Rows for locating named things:
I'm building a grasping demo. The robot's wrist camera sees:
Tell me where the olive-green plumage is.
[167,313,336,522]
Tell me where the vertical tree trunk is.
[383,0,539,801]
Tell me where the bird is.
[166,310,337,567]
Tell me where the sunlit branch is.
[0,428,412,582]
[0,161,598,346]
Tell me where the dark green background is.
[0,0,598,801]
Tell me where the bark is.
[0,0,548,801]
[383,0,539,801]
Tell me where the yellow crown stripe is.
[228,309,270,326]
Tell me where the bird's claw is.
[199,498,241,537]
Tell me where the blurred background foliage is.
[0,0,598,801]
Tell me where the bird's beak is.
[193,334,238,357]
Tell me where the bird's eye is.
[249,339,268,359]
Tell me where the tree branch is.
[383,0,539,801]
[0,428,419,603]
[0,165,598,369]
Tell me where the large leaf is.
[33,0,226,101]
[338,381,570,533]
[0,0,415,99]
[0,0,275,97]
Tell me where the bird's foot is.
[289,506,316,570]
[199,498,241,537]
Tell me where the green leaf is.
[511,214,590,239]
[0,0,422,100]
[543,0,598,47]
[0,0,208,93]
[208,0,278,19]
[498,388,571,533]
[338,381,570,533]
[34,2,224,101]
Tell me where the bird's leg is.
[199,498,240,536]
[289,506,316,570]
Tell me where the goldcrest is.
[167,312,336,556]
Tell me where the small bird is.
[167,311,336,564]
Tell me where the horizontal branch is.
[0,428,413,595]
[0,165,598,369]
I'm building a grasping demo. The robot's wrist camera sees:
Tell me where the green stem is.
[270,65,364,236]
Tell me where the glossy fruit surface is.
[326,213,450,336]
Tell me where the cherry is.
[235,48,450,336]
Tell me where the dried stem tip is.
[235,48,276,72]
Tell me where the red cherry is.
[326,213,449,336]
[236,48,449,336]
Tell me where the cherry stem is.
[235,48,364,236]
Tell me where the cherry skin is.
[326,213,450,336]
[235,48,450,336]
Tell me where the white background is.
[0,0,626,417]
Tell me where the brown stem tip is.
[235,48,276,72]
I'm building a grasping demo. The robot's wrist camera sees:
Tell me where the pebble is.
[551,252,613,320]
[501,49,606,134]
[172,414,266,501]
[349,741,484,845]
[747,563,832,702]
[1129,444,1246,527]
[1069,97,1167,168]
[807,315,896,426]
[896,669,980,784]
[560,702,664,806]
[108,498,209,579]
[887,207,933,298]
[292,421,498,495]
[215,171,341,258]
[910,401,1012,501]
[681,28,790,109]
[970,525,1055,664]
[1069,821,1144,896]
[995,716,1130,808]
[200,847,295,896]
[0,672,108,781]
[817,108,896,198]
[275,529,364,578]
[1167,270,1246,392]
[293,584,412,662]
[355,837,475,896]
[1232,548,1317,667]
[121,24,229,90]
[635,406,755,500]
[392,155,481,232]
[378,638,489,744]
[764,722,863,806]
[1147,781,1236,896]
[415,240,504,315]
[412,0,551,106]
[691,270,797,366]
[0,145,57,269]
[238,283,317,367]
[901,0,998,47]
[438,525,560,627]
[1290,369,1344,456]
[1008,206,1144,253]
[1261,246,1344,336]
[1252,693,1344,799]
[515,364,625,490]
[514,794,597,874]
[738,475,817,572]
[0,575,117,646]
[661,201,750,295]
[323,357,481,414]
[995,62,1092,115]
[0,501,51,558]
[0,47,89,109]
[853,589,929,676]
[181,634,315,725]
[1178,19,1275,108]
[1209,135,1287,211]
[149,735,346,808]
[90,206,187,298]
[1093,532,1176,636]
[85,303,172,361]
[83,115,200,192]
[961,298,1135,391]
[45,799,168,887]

SET PROBLEM:
Retype every line of the rows above with no changes.

EXERCISE SOLUTION:
I'm building a grasping demo. The robot's wrist camera sees:
Tell me where the olive-green plumage is.
[167,313,336,522]
Tell me where the vertical tree trunk is.
[383,0,539,801]
Tell me where the bird is.
[166,310,337,567]
Tell me where the sunlit branch is.
[0,428,412,582]
[0,161,598,346]
Tell me where the dark green background is.
[0,0,598,801]
Tell me where the bark is.
[0,0,548,801]
[383,0,539,801]
Tell me where the yellow crown stripe is.
[228,309,270,326]
Tell me where the bird's claw is.
[199,498,241,537]
Tell me where the blurred background foliage is.
[0,0,598,801]
Tell me where the bird's beak is.
[193,334,238,357]
Tell me where the bird's eye is.
[249,339,268,359]
Tell me where the tree branch is.
[383,0,539,801]
[0,428,419,603]
[0,165,598,369]
Tell me where the large leaf is.
[33,0,226,101]
[338,381,570,533]
[0,0,415,99]
[0,0,275,97]
Tell me where the bird's foot is.
[289,506,316,570]
[199,498,241,537]
Tell me where the green leaf is.
[511,214,590,239]
[0,0,422,100]
[543,0,598,47]
[0,0,208,93]
[208,0,278,19]
[498,388,571,533]
[338,381,570,533]
[34,2,224,101]
Tell me where the bird's leg is.
[199,498,240,536]
[289,506,316,570]
Tell me where the goldcrest is.
[167,312,336,556]
Tell me where the small bird is.
[167,311,336,564]
Tell me where the horizontal branch is.
[0,428,413,595]
[0,165,598,369]
I'm building a grasping demo. The robot's wrist camera sees:
Tell me where the green stem is.
[270,65,364,236]
Tell me where the glossy fruit surface is.
[326,213,450,336]
Tell me where the cherry is.
[235,48,450,336]
Tell me where the dried stem tip is.
[235,48,276,72]
Tell me where the red cherry is.
[326,213,449,336]
[236,48,449,336]
Tell me where the cherry stem is.
[235,48,364,236]
Tell me where the cherry skin is.
[326,213,450,336]
[235,48,450,336]
Tell me where the white background is.
[0,0,626,417]
Tell me where the brown stem tip is.
[235,48,276,72]
I'm building a grasping demo. The robot's wrist camera sees:
Tell me where the pebble is.
[551,252,613,320]
[501,49,606,134]
[172,414,266,501]
[349,741,484,845]
[747,563,832,702]
[1129,444,1246,527]
[1069,97,1167,168]
[807,315,896,426]
[896,669,980,784]
[560,702,664,806]
[108,498,209,579]
[887,207,933,298]
[292,421,498,495]
[215,171,341,258]
[910,401,1012,501]
[681,28,790,109]
[970,525,1055,664]
[1069,821,1144,896]
[995,716,1130,808]
[200,847,295,896]
[0,672,108,781]
[817,108,896,198]
[275,529,364,578]
[1167,270,1246,392]
[293,584,412,662]
[355,837,475,896]
[1232,548,1317,667]
[121,24,229,90]
[635,406,755,500]
[392,155,481,232]
[378,638,489,744]
[764,722,863,806]
[1147,781,1236,896]
[415,240,504,315]
[412,0,551,106]
[691,270,797,366]
[0,145,57,269]
[238,283,317,367]
[901,0,998,47]
[438,525,560,627]
[1290,369,1344,456]
[1008,206,1144,253]
[1261,246,1344,336]
[1252,693,1344,799]
[515,364,625,490]
[514,794,597,874]
[738,475,817,572]
[0,575,117,646]
[661,201,750,295]
[323,357,481,414]
[995,62,1092,115]
[0,501,51,558]
[0,47,89,109]
[853,589,929,676]
[181,634,315,725]
[1178,19,1275,108]
[1209,135,1287,211]
[149,735,346,808]
[90,206,187,298]
[1093,532,1176,636]
[85,303,172,361]
[83,115,200,192]
[961,298,1135,391]
[45,799,168,887]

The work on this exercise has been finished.